### Work to be completed:
For the word "with", copy every line of the material that includes it.

### Dataset excerpts:
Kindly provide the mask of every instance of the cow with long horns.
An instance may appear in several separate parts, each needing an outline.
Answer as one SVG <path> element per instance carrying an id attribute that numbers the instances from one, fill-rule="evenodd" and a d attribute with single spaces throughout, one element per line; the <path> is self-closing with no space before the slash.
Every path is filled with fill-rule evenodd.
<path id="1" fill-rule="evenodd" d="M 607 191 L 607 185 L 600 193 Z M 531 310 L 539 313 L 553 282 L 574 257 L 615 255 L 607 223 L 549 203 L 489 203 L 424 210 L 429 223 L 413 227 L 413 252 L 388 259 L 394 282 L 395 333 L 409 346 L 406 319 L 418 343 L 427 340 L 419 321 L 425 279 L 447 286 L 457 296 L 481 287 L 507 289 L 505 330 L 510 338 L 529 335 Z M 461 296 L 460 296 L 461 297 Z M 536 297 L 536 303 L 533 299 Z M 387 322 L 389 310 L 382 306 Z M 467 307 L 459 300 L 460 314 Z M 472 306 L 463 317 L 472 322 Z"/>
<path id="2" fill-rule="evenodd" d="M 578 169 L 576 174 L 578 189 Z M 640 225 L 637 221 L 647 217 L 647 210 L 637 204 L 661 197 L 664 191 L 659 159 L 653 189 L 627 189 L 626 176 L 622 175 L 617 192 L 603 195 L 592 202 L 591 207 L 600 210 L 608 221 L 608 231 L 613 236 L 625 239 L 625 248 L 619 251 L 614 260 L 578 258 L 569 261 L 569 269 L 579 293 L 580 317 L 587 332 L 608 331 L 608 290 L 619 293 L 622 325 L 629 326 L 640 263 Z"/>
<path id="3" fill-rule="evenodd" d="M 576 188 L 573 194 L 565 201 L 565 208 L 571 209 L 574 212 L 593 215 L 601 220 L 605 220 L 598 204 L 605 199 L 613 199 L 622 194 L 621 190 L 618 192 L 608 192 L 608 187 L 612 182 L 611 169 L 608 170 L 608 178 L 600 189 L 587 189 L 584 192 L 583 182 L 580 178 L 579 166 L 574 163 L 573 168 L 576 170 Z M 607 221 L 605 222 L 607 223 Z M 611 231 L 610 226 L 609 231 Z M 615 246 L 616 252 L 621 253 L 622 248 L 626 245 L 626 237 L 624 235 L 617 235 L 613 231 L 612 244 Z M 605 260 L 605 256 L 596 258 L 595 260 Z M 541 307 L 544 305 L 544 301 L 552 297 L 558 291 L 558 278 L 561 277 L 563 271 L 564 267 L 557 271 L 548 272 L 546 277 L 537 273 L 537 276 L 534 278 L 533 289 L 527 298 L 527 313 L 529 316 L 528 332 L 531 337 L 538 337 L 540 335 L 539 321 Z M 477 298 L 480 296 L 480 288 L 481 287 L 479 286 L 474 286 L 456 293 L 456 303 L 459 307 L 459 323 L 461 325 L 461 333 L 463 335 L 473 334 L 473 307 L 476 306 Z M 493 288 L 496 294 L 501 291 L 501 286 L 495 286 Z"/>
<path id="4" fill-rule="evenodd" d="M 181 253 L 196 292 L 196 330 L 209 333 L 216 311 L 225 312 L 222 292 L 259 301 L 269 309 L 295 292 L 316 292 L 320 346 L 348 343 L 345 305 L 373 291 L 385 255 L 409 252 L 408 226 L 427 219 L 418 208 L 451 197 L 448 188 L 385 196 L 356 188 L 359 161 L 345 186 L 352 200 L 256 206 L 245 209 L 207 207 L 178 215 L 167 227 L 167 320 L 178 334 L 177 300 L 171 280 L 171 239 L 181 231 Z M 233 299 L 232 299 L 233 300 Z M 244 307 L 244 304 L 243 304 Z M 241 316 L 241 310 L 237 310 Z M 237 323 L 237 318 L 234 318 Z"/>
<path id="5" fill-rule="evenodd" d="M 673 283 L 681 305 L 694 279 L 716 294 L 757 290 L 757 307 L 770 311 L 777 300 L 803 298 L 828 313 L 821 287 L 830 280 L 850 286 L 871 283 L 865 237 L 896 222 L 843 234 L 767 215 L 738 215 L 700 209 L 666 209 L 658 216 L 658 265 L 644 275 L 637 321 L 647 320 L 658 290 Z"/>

### Reply to the exercise:
Kindly provide the mask of every instance of the cow with long horns.
Answer as one SVG <path> element per instance carrying an id attribute that numbers the instances from one, fill-rule="evenodd" and a d attribute with single spaces throughout, one element per line; the <path> is self-closing with no space before the slash.
Every path is filled with fill-rule evenodd.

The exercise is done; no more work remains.